* **Instruction**: Report each row below that contains the word "foliage", copying every such row in full.

BEGIN Task material

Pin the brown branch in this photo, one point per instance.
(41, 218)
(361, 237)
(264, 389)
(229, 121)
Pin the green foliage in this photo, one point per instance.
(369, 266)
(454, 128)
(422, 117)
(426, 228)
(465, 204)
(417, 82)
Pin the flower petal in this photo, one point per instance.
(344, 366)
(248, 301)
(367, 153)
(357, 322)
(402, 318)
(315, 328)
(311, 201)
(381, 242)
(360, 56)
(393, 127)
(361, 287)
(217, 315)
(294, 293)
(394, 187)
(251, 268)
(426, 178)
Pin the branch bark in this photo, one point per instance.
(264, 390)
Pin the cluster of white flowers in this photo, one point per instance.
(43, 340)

END Task material
BEGIN Task material

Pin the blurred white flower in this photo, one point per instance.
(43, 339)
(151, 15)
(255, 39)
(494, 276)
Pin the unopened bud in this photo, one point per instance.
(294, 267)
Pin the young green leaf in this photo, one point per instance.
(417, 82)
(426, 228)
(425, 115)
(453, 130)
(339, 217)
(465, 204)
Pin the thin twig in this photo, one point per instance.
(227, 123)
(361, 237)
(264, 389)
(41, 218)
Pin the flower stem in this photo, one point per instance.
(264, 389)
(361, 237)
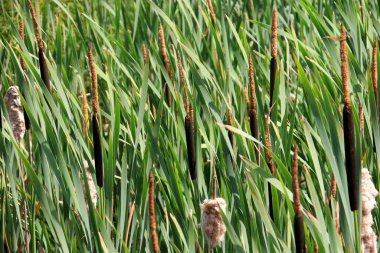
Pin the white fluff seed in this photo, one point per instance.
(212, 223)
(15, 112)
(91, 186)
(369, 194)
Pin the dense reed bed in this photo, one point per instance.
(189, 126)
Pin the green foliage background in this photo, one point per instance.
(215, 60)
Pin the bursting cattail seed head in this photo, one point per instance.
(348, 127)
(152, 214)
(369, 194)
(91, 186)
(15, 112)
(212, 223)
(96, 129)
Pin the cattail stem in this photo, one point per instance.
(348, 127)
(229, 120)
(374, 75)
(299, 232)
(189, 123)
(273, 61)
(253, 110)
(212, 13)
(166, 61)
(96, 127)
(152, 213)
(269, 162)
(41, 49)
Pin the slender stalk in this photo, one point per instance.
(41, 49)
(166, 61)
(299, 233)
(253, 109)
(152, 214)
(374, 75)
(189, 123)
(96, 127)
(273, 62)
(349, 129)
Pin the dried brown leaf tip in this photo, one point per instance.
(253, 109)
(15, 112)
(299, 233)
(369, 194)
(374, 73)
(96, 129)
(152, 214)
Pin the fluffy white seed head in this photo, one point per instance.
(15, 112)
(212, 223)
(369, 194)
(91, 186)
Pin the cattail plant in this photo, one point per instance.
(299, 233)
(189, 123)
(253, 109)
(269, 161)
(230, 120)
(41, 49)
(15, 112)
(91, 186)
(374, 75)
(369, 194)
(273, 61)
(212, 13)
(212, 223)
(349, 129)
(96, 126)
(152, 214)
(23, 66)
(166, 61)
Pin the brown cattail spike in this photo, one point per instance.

END Task material
BEGIN Task material

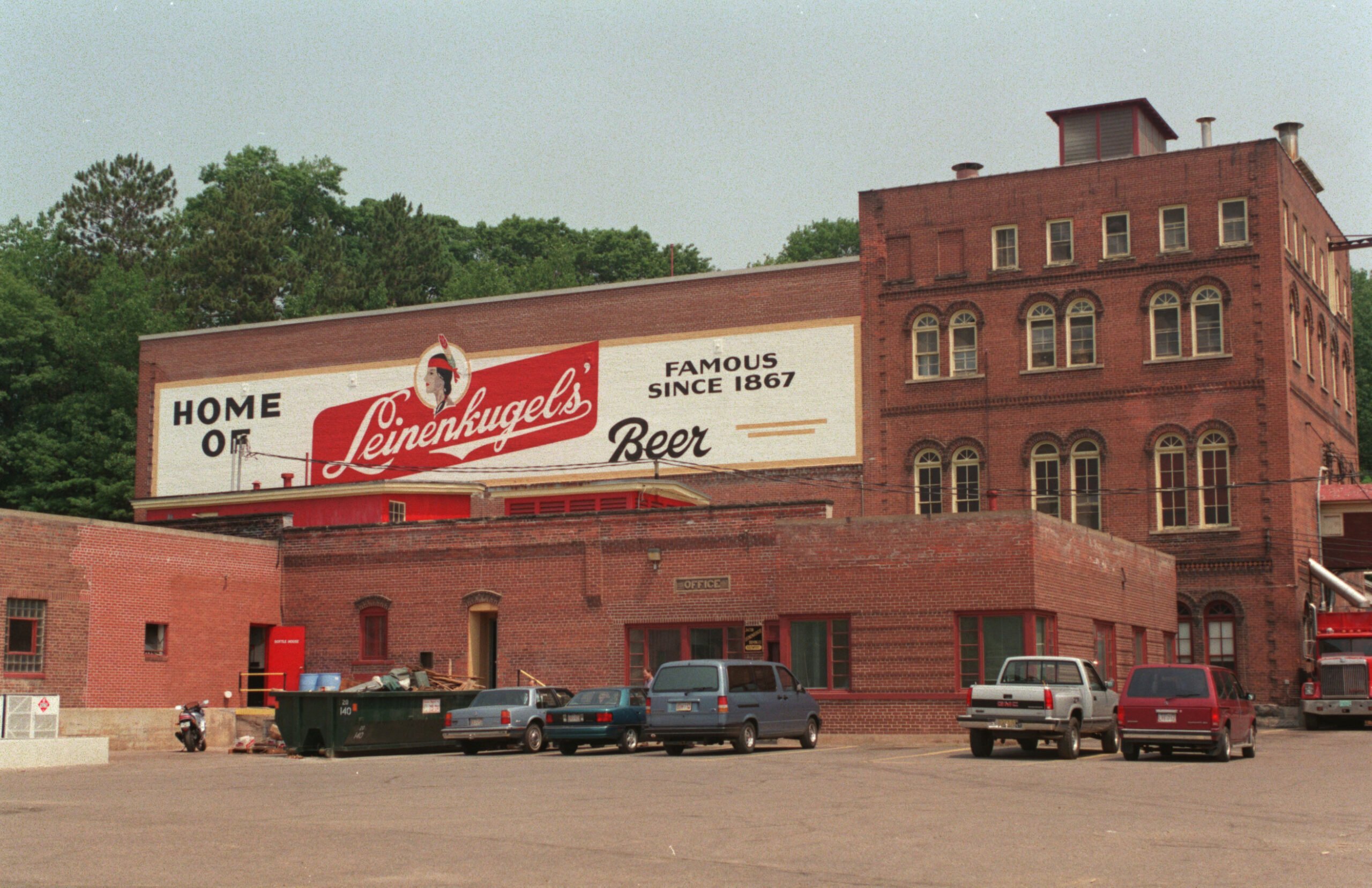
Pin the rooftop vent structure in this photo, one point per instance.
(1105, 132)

END Task material

* **Output for this task**:
Pin the green foliage in this photo, one point per instance.
Pin the green foliage background in this photo, one point per instance.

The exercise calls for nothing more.